--- Selected passage ---
Professor Kornai studied at the Karl Marx University of Economics, in Budapest and holds a 'candidate' degree from the Hungarian Academy of Sciences. He wrote that he chose to become an economist after reading Marx's Das Kapital.[1] He starts working in Szabad Nép, the Hungarian Communist Party newspaper, but he is fired for lack of Communist convictions in April 1955.[1]

He was a Member of the Board of the Hungarian National Bank (central bank) until 2001, and has authored many economics-related books and papers. From 1958 onward Kornai received many invitations to visit foreign institutions, but he was denied a passport by the Hungarian authorities and was not allowed to travel until 1963, after political restrictions had begun to ease.

From 1967 until 1992 he has been a Research Professor at the Institute of Economics, Hungarian Academy of Sciences. Kornai joined the faculty of Harvard University in Cambridge, Massachusetts, USA, in 1986 and was named the Allie S. Freed Professor of Economics in 1992. In the same year, he became a Permanent Fellow of Collegium Budapest, Institute for Advanced Study. He retired from Harvard in 2002.

[edit] Works

In the late 1950s, he was among those initiating the use of mathematical methods in economic planning. He elaborated the theory of two-level planning with Tamás Lipták and directed the first large-scale economy-wide multi-level planning project. Professor Kornai's early article Overcentralization (1953) created a stir in the West and represented his first disillusionment with the communist central planning.

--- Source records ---
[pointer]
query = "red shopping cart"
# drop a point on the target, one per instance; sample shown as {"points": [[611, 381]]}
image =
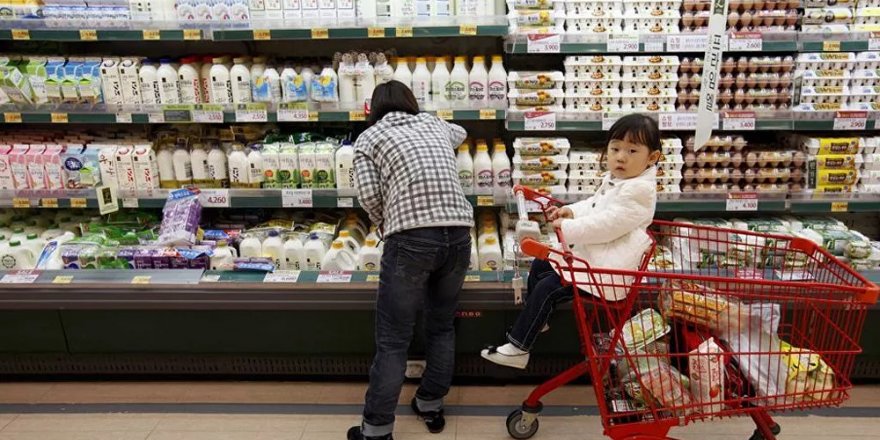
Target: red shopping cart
{"points": [[717, 323]]}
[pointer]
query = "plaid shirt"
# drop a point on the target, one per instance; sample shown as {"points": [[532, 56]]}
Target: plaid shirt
{"points": [[406, 173]]}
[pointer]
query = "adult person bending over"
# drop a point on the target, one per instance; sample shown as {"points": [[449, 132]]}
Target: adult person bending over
{"points": [[407, 181]]}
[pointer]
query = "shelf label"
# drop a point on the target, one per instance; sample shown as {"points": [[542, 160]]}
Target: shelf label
{"points": [[623, 43], [215, 198], [152, 34], [334, 277], [739, 121], [745, 42], [848, 120], [543, 43], [539, 121], [282, 276], [21, 34], [253, 112], [88, 35], [297, 198], [742, 202], [263, 34]]}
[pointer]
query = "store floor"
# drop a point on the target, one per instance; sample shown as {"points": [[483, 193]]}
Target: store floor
{"points": [[319, 411]]}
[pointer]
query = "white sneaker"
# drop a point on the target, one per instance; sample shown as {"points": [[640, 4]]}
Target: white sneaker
{"points": [[506, 355]]}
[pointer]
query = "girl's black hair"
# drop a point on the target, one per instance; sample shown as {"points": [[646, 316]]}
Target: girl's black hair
{"points": [[638, 128], [392, 96]]}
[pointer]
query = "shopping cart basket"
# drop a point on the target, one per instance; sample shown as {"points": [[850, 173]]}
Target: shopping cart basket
{"points": [[722, 323]]}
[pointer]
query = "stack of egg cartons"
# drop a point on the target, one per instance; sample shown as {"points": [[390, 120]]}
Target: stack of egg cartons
{"points": [[649, 83], [592, 84], [535, 91], [536, 16], [541, 164]]}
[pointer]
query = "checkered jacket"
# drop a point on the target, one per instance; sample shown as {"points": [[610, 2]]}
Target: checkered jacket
{"points": [[406, 173]]}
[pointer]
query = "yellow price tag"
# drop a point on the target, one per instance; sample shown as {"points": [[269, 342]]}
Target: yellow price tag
{"points": [[468, 29], [831, 46], [152, 34], [88, 35], [445, 114], [21, 34], [63, 279], [320, 33], [141, 279]]}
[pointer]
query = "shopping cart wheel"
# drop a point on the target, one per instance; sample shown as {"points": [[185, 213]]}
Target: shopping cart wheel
{"points": [[516, 427]]}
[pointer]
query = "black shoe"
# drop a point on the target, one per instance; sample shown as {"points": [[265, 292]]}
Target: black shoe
{"points": [[354, 433], [434, 420]]}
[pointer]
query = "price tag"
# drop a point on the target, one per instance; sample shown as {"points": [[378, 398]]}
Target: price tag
{"points": [[831, 46], [297, 198], [540, 121], [543, 43], [467, 29], [742, 201], [208, 114], [254, 112], [623, 43], [141, 279], [152, 34], [88, 35], [739, 121], [847, 120], [745, 42], [282, 276], [63, 279], [21, 34], [215, 198], [334, 277]]}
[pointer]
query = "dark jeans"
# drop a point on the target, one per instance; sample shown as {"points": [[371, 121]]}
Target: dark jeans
{"points": [[419, 267], [544, 293]]}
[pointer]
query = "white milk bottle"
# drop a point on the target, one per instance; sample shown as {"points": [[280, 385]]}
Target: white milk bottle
{"points": [[485, 179], [497, 84], [478, 80], [421, 81]]}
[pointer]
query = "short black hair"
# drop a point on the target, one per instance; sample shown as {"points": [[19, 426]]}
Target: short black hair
{"points": [[638, 128], [393, 96]]}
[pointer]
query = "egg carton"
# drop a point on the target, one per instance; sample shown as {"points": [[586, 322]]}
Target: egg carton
{"points": [[543, 80]]}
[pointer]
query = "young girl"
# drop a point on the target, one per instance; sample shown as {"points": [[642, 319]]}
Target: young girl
{"points": [[607, 230]]}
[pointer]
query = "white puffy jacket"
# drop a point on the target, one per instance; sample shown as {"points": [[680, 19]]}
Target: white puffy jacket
{"points": [[609, 231]]}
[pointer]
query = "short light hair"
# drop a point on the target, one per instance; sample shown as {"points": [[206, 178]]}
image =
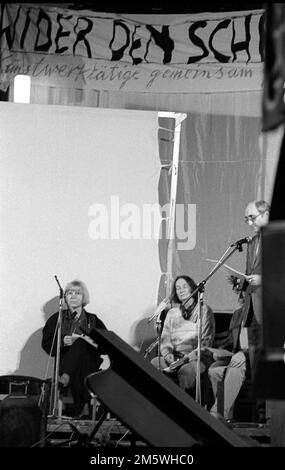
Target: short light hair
{"points": [[262, 206], [83, 288]]}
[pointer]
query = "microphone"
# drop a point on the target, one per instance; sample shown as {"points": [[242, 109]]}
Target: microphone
{"points": [[162, 306], [242, 241]]}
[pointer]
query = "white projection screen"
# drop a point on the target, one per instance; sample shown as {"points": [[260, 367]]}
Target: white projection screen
{"points": [[68, 173]]}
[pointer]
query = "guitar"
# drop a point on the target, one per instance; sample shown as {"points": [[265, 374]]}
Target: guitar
{"points": [[218, 354], [86, 338], [176, 364]]}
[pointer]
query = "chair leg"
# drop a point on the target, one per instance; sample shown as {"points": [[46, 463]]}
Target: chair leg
{"points": [[221, 397]]}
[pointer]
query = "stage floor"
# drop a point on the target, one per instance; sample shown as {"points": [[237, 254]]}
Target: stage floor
{"points": [[112, 433]]}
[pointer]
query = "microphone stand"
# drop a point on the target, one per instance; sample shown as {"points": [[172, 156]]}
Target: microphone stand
{"points": [[59, 324], [159, 330], [201, 289]]}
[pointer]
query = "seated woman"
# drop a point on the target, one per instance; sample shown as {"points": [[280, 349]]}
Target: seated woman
{"points": [[179, 337], [78, 357]]}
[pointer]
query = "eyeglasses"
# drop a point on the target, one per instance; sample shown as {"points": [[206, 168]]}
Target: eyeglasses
{"points": [[73, 292], [251, 218]]}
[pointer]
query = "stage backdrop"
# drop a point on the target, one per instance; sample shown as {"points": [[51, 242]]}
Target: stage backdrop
{"points": [[76, 186]]}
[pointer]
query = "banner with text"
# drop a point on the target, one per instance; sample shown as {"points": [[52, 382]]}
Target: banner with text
{"points": [[209, 52]]}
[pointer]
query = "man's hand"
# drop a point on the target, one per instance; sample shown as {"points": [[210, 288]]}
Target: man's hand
{"points": [[254, 279], [68, 340], [169, 358]]}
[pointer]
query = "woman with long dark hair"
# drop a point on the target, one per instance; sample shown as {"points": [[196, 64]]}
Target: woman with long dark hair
{"points": [[179, 337]]}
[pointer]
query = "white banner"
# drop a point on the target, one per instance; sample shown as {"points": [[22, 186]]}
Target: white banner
{"points": [[211, 52]]}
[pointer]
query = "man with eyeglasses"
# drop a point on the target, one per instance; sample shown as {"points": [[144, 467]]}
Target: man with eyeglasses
{"points": [[256, 215]]}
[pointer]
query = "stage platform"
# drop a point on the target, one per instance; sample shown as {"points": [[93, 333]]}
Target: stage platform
{"points": [[112, 433]]}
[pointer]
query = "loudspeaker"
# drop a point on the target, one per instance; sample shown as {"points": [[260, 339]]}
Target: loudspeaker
{"points": [[269, 377], [23, 411], [273, 284], [150, 404]]}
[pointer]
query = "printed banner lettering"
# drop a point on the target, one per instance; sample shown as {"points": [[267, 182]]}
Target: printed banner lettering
{"points": [[196, 53]]}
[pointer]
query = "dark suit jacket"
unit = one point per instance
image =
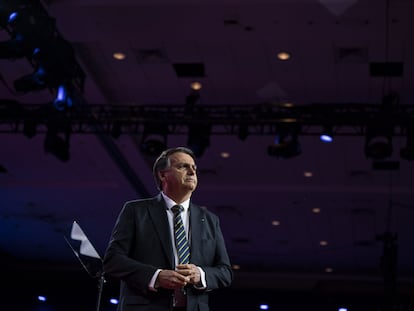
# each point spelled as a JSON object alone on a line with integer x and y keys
{"x": 141, "y": 243}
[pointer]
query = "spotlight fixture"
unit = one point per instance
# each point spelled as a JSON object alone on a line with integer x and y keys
{"x": 62, "y": 100}
{"x": 286, "y": 143}
{"x": 378, "y": 141}
{"x": 327, "y": 134}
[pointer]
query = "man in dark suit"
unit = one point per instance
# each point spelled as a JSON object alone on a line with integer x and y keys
{"x": 142, "y": 251}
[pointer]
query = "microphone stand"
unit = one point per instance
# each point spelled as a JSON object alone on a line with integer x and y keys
{"x": 101, "y": 282}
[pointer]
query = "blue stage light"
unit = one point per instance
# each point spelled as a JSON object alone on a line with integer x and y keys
{"x": 62, "y": 100}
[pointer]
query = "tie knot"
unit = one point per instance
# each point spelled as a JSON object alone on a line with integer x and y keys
{"x": 177, "y": 209}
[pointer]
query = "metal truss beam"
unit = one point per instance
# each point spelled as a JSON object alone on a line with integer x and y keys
{"x": 345, "y": 119}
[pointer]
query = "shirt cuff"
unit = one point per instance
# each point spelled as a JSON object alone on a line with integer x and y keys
{"x": 151, "y": 284}
{"x": 203, "y": 282}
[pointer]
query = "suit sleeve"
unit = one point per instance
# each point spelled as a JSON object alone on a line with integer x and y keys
{"x": 219, "y": 273}
{"x": 117, "y": 262}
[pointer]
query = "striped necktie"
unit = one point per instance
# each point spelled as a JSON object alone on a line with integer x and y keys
{"x": 181, "y": 243}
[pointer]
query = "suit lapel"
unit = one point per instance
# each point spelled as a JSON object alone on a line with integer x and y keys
{"x": 160, "y": 220}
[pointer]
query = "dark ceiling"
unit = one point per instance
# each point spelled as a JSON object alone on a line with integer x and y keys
{"x": 346, "y": 58}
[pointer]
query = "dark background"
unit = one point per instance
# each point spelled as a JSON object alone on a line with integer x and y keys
{"x": 332, "y": 225}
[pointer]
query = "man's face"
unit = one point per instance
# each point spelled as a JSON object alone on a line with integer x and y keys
{"x": 181, "y": 176}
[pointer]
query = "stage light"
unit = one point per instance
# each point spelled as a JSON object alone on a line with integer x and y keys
{"x": 62, "y": 100}
{"x": 407, "y": 152}
{"x": 378, "y": 141}
{"x": 286, "y": 143}
{"x": 327, "y": 134}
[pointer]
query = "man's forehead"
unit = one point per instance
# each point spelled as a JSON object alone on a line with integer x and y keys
{"x": 181, "y": 157}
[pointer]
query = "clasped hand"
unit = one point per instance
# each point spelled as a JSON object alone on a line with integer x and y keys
{"x": 175, "y": 279}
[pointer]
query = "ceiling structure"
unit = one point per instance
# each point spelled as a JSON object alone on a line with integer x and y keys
{"x": 320, "y": 219}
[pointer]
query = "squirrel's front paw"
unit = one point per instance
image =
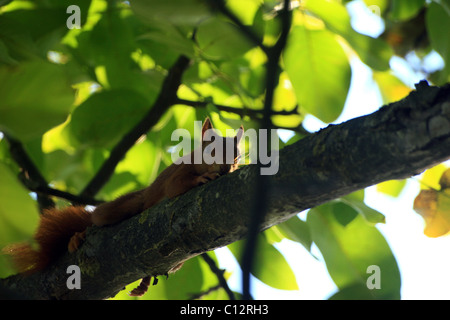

--- Problems to solve ---
1. According to the Kornai biography, in what year did he retire from Harvard?
2. Locate each line in the records that contains the string "shirt" and copy those lines.

--- Answers for this exercise ---
1. 2002

2.
query = "plaid shirt"
Target: plaid shirt
query = "shirt cuff"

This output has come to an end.